Task: Transcribe all of the data below word for word, and omit the images.

+++ Excerpted data

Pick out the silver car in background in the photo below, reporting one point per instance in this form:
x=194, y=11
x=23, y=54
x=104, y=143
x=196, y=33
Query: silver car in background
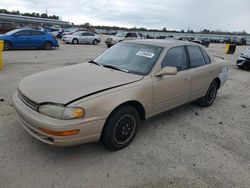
x=82, y=37
x=112, y=40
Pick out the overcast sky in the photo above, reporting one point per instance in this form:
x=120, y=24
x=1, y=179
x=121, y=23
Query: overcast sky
x=229, y=15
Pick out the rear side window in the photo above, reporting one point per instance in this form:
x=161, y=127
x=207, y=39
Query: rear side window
x=206, y=57
x=175, y=57
x=196, y=56
x=36, y=33
x=128, y=35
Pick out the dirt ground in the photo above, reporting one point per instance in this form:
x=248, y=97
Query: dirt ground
x=186, y=147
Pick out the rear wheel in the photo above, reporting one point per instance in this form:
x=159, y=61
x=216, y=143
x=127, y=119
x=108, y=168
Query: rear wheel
x=75, y=41
x=120, y=128
x=7, y=45
x=210, y=96
x=47, y=46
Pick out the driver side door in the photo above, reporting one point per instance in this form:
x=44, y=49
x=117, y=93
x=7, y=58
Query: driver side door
x=22, y=39
x=171, y=91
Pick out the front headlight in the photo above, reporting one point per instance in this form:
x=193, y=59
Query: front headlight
x=61, y=112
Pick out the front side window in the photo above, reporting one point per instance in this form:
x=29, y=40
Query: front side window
x=134, y=58
x=196, y=56
x=175, y=57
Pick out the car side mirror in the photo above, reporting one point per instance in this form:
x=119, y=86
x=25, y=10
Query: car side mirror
x=167, y=71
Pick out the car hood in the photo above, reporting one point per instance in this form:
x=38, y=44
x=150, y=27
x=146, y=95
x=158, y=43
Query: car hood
x=63, y=85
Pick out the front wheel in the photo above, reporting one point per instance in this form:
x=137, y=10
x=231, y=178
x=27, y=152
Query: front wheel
x=210, y=96
x=120, y=128
x=75, y=41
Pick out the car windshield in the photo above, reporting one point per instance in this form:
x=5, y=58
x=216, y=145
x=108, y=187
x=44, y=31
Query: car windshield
x=130, y=57
x=12, y=32
x=121, y=34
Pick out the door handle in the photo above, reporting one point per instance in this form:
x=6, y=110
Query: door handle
x=187, y=78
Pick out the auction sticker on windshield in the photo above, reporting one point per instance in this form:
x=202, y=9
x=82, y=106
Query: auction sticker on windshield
x=145, y=54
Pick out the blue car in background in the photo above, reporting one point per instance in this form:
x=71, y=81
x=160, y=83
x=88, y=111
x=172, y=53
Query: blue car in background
x=28, y=38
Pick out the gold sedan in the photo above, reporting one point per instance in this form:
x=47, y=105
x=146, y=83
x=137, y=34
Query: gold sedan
x=106, y=98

++++++

Solved problem:
Pick out the silver car in background in the photo below, reporting one point per instance in this form:
x=194, y=11
x=23, y=54
x=104, y=143
x=196, y=33
Query: silver car in background
x=82, y=37
x=112, y=40
Pick out the overcast sky in the photo above, reporting one point per instance in this form:
x=120, y=24
x=1, y=179
x=121, y=23
Query: overcast sky
x=229, y=15
Pick out the rear side window in the photo above, reporting one point per instance in this form:
x=161, y=127
x=207, y=39
Query: rear side window
x=206, y=57
x=175, y=57
x=196, y=56
x=36, y=33
x=128, y=35
Pick out the dirt ground in the photo above, reporting one point per instance in this form:
x=248, y=97
Query: dirt ground
x=186, y=147
Pick out the rear wheel in the photo above, reporting one point per instance in this form:
x=159, y=61
x=216, y=143
x=127, y=119
x=108, y=168
Query: rear wheel
x=75, y=41
x=120, y=128
x=7, y=45
x=210, y=96
x=47, y=46
Pick out the driver side door in the photo above, reporting one point per instance in this form:
x=44, y=49
x=117, y=93
x=7, y=58
Query: driver side door
x=22, y=39
x=171, y=91
Pick out the front headlight in the photo above, reporting one point per instance in this form:
x=193, y=59
Query: front headlight
x=61, y=112
Pick out the front side window in the photo above, reporting one point per instance in this form:
x=29, y=40
Query: front side window
x=134, y=58
x=196, y=56
x=175, y=57
Pick out the car side mirror in the photo above, reporting one point per instance in this form:
x=119, y=86
x=25, y=10
Query: car side mirror
x=167, y=71
Pick out the car hood in the photo above, reporting one point per instance in this form:
x=38, y=44
x=150, y=27
x=146, y=95
x=158, y=43
Query: car hood
x=63, y=85
Pick out the front wheel in the photo above, reporting one point per instance in this form:
x=137, y=10
x=231, y=178
x=27, y=152
Query: front wheel
x=210, y=96
x=120, y=128
x=75, y=41
Pick out the car windshield in the photo above, reporting one point per instance in this form:
x=5, y=58
x=216, y=145
x=108, y=187
x=44, y=31
Query: car windshield
x=130, y=57
x=12, y=32
x=121, y=34
Pick out the door handle in the photo above, reporting one point per instance in this form:
x=6, y=110
Query: door handle
x=187, y=78
Pick out the auction sticker on windshield in the photo above, reporting one point per instance in this form:
x=202, y=9
x=82, y=106
Query: auction sticker on windshield
x=145, y=54
Pick out the blue car in background in the photo above, reporting one point per instance in this form:
x=71, y=81
x=160, y=83
x=88, y=111
x=172, y=53
Query: blue car in background
x=28, y=38
Pick out the gold sedan in the photo above, reporting one point per instance in this form:
x=47, y=105
x=146, y=83
x=137, y=34
Query: gold sedan
x=106, y=98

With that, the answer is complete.